### Required work
Render the items as a Markdown table with the columns Row and Line, starting at the beginning of the items and ending at the line that contains "[[53, 269]]", both included. Number each row and leave out blank lines.
--------------------------------------------------
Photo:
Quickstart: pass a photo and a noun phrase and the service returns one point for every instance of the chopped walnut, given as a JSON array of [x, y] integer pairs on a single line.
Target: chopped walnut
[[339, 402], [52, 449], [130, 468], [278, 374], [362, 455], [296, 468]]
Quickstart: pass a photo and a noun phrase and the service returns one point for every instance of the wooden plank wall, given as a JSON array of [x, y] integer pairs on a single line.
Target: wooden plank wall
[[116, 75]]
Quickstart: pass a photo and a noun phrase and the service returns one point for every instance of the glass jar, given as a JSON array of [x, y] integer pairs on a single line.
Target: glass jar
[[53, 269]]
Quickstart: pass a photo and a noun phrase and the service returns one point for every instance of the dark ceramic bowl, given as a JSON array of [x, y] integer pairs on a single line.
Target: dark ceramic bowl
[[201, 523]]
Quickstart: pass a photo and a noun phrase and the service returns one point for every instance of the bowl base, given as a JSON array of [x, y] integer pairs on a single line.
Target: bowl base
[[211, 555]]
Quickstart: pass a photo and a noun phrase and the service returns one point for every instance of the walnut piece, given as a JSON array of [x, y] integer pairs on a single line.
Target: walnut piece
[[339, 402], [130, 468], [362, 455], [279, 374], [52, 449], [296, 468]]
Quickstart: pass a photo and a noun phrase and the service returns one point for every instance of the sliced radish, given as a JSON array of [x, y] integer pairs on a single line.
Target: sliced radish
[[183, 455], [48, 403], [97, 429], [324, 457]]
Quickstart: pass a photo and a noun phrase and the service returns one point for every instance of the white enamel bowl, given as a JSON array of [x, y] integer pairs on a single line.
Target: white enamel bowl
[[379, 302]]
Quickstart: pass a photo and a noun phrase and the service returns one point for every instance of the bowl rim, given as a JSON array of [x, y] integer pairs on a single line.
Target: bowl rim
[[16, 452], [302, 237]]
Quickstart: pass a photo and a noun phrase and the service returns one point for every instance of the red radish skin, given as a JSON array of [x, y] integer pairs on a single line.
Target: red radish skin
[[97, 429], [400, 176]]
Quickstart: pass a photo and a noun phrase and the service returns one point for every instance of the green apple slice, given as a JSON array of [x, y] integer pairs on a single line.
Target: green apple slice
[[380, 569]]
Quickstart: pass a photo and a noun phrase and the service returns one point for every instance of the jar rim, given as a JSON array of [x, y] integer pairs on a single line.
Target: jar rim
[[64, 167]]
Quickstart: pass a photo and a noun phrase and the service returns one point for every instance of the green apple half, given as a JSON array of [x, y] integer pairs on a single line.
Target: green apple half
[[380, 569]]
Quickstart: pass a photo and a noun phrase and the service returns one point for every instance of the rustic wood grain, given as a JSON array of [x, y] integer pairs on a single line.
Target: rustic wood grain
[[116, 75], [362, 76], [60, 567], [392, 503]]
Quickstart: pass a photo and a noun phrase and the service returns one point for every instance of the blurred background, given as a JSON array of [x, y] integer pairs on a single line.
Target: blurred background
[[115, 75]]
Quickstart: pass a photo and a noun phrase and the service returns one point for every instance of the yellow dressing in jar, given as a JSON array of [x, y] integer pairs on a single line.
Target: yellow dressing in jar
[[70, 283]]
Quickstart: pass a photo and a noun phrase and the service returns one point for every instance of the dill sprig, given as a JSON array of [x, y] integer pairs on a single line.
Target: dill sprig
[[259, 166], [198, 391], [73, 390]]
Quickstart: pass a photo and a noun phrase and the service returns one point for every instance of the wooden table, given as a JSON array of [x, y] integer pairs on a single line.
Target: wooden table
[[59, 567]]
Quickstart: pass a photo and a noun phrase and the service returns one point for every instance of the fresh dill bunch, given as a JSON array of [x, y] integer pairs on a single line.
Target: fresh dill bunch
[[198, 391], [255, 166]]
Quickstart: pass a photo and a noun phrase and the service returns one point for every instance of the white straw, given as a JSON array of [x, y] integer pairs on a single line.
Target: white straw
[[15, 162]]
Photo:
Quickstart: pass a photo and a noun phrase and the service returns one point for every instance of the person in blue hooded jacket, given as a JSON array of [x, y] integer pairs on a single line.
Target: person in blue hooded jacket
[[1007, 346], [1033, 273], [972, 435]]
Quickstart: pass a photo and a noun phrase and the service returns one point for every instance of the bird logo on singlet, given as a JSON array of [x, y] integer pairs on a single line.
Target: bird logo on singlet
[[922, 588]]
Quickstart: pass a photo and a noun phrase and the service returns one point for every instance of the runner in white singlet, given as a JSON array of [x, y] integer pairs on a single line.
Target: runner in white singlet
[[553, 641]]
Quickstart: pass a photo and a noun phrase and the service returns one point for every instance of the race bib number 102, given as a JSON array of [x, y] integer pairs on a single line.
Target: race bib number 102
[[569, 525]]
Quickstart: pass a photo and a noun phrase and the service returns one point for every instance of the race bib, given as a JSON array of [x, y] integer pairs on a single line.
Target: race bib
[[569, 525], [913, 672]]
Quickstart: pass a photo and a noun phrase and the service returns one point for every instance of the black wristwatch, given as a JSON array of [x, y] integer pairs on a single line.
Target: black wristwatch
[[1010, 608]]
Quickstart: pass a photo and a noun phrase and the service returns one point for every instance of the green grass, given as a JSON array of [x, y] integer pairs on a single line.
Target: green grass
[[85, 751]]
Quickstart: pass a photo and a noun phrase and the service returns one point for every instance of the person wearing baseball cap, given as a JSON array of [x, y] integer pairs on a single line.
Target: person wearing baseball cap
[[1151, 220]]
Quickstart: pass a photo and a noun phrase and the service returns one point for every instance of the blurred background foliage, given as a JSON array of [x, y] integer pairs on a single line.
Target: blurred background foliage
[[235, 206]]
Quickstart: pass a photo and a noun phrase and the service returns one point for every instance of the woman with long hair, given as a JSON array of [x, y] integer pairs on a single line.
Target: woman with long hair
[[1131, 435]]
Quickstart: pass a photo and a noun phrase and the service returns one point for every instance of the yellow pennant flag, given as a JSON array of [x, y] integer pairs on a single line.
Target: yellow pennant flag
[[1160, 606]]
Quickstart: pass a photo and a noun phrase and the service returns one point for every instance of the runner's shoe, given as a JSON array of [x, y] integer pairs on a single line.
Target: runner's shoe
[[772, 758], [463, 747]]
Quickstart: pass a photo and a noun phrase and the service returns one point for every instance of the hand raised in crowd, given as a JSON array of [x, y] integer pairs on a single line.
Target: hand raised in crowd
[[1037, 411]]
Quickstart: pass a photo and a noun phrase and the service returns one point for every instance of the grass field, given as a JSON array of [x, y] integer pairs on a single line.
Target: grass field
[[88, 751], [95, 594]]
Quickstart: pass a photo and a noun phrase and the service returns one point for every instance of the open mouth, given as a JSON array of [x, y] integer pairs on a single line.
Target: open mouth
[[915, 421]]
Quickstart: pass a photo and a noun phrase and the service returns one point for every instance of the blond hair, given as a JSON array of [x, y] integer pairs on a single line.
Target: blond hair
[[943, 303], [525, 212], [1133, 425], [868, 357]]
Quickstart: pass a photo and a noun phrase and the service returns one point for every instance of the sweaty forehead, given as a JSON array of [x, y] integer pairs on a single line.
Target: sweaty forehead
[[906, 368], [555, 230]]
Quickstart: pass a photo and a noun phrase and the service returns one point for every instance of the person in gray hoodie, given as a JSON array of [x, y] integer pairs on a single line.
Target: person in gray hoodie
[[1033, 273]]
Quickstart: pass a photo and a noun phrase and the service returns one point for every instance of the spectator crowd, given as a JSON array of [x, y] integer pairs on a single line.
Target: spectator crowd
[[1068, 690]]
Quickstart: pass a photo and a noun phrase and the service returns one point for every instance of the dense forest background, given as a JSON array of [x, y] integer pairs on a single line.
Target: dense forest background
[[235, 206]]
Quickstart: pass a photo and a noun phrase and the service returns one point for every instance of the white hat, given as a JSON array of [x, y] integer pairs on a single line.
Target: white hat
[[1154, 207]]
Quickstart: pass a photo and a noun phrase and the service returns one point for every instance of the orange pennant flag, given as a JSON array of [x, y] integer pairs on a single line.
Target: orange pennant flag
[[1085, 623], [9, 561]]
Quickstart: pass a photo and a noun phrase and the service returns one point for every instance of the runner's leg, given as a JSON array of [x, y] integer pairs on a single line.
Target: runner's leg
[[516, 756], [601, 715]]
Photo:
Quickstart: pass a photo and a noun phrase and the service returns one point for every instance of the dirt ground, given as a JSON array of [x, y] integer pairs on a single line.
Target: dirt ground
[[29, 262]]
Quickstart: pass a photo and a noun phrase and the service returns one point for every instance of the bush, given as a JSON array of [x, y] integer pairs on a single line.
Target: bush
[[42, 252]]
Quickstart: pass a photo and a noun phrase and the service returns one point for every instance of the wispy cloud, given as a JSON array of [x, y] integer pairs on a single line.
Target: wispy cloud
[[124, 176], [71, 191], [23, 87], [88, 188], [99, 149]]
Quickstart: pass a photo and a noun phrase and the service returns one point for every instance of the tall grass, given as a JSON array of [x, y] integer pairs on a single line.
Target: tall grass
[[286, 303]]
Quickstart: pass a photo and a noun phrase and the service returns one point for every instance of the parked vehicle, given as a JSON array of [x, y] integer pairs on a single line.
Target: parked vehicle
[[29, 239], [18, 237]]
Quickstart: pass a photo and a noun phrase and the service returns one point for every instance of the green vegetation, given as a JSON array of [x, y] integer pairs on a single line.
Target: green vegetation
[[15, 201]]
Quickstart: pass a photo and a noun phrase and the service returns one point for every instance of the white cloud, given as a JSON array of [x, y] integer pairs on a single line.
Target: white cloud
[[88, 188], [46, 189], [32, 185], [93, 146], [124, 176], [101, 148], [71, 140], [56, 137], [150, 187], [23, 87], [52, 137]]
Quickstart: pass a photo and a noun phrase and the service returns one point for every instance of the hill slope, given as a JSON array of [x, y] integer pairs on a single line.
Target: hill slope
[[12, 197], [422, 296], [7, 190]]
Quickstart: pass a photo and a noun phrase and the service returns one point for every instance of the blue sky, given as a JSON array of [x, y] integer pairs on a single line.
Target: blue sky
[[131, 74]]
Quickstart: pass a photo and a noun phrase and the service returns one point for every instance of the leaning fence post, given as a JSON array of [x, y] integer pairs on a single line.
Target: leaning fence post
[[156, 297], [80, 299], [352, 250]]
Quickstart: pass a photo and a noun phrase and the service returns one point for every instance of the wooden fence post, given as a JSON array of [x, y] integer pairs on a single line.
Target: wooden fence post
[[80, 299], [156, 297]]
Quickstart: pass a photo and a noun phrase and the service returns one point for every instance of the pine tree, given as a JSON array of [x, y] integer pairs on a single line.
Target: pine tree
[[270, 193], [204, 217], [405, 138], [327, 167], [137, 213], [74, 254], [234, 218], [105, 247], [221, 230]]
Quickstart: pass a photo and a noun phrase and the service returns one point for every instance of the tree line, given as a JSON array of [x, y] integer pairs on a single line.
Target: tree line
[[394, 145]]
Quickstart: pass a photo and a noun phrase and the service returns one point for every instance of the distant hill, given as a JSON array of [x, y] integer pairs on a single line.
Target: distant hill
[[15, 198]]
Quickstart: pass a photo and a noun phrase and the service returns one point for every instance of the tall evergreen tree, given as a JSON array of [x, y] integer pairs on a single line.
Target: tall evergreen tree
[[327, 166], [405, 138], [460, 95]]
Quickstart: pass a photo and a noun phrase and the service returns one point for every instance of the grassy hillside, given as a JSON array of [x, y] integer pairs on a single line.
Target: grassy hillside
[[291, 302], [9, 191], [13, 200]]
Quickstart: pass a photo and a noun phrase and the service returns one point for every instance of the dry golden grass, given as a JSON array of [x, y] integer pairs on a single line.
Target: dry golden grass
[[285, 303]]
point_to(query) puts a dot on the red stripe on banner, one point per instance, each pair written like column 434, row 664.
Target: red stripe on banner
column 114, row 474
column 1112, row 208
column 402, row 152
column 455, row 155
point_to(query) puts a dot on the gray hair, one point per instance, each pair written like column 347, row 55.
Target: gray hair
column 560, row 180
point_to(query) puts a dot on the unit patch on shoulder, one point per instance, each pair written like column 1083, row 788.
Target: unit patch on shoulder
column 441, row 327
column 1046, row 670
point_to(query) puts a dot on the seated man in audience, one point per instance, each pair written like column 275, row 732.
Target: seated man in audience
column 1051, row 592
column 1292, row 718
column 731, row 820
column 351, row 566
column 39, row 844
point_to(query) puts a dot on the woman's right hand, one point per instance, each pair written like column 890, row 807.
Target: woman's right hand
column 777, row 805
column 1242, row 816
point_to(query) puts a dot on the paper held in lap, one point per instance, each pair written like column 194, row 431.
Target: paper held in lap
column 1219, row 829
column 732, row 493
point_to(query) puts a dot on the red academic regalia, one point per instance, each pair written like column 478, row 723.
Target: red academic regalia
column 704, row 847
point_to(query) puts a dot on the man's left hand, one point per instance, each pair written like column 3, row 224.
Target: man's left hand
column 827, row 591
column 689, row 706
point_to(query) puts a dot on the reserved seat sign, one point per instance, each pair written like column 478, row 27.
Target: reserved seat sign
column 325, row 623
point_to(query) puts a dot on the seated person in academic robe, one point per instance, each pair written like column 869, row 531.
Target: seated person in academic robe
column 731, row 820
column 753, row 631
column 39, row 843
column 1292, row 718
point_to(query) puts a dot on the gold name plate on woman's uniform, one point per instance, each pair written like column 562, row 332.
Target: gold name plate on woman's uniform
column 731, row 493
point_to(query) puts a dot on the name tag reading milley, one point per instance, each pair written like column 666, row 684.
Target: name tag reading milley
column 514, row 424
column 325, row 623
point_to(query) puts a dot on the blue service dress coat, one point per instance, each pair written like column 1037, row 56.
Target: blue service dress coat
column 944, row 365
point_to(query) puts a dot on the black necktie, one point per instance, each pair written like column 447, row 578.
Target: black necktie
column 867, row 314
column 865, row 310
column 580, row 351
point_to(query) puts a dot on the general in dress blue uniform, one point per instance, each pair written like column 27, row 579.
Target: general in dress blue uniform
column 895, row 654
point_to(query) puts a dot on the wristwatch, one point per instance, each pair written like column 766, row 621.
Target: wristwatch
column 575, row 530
--------------------------------------------------
### Output for this task
| Row | Line |
|---|---|
| 1 | Photo: |
| 2 | Quickstart: pass a photo and a noun phrase and the service returns one point for every instance of the chopped walnut, given as a JSON array of [x, y] integer pairs on a single line. |
| 3 | Target: chopped walnut |
| 4 | [[339, 402], [52, 449], [130, 468], [278, 374], [362, 455], [296, 468]] |
| 5 | Quickstart: pass a photo and a noun phrase and the service returns one point for every instance of the wooden plank wall, given as a JSON array of [x, y] integer pairs on a single line. |
| 6 | Target: wooden plank wall |
| 7 | [[116, 75]] |
| 8 | Quickstart: pass a photo and a noun phrase and the service returns one point for every instance of the glass jar, given as a JSON array of [x, y] integer pairs on a single line. |
| 9 | Target: glass jar |
| 10 | [[53, 269]] |